Sam Altman, CEO da OpenAI, e o vice-presidente de IA da Microsoft, Kevin Scott: investida e investidora selam colaboração no palco da conferência Build, em Seattle (Jason Redmond/AFP/Getty Images)
Publicado em 18 de junho de 2024 às 06h00.
Última atualização em 3 de julho de 2024 às 10h55.
O aperto de mão entre Sam Altman, o jovem CEO da OpenAI, e o vice-presidente de IA da Microsoft, Kevin Scott, no palco do Build, o evento anual para desenvolvedores da empresa do Windows, ocorrido no coração do moderno centro de Seattle em maio, confirmou publicamente a continuidade da cooperação entre o gigante e a promissora startup criadora da inteligência artificial (IA) generativa ChatGPT.
Há pouco mais de um ano, o CEO da Microsoft, Satya Nadella, anunciou um investimento de 14 bilhões de dólares na OpenAI, que, na época, estava lançando o poderoso modelo de linguagem GPT-4, que, em termos simples, é o algoritmo que capacita a IA a analisar pedidos em texto, áudio e imagens, e responder de forma escrita, gerando uma nova imagem e até interagindo por uma voz artificial que imita trejeitos humanos.
Era o primeiro grande investimento em uma corrida que visa trazer aos consumidores comuns e também às empresas a melhor, e mais capaz, inteligência artificial, com gigantes e estreantes lançando, em ritmo trimestral, produtos e reformulações das estratégias de negócios para um mercado que atualmente vale 300 bilhões de dólares, numa conta para lá de conservadora.
“A Microsoft ama o ChatGPT.” A frase de Nadella, em outro painel do Build, foi seguida de declarações que mostram uma estratégia ampla de integrar o modelo de linguagem em grande escala (LLM, na sigla em inglês) da OpenAI ao Copilot, serviço-chave da Microsoft que funciona como uma adaptação, ao seu estilo, do ChatGPT. Ele é tido como o catalisador da modernização de serviços tradicionais, como Office, com Word e Excel, e até mesmo o próprio Windows.

● **Dados fornecidos**
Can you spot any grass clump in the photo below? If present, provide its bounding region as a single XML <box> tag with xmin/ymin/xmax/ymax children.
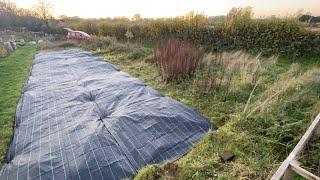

● **Partes do exercício**
A. Responda, com base no texto sobre a parceria entre Microsoft e OpenAI:
(i) Em que cidade ocorreu a conferência Build?
(ii) Qual foi o valor do investimento na OpenAI anunciado por Satya Nadella?
(iii) Quanto vale atualmente o mercado de inteligência artificial, segundo a estimativa apresentada?
B. Reproduza sem alterações todo o trecho do texto sobre a parceria entre Microsoft e OpenAI que vai de "O aperto de" até "imita trejeitos humanos.".

● **Lista de respostas**
A.
(i) Em Seattle.
(ii) 14 bilhões de dólares.
(iii) 300 bilhões de dólares.

B.
O aperto de mão entre Sam Altman, o jovem CEO da OpenAI, e o vice-presidente de IA da Microsoft, Kevin Scott, no palco do Build, o evento anual para desenvolvedores da empresa do Windows, ocorrido no coração do moderno centro de Seattle em maio, confirmou publicamente a continuidade da cooperação entre o gigante e a promissora startup criadora da inteligência artificial (IA) generativa ChatGPT.
Há pouco mais de um ano, o CEO da Microsoft, Satya Nadella, anunciou um investimento de 14 bilhões de dólares na OpenAI, que, na época, estava lançando o poderoso modelo de linguagem GPT-4, que, em termos simples, é o algoritmo que capacita a IA a analisar pedidos em texto, áudio e imagens, e responder de forma escrita, gerando uma nova imagem e até interagindo por uma voz artificial que imita trejeitos humanos.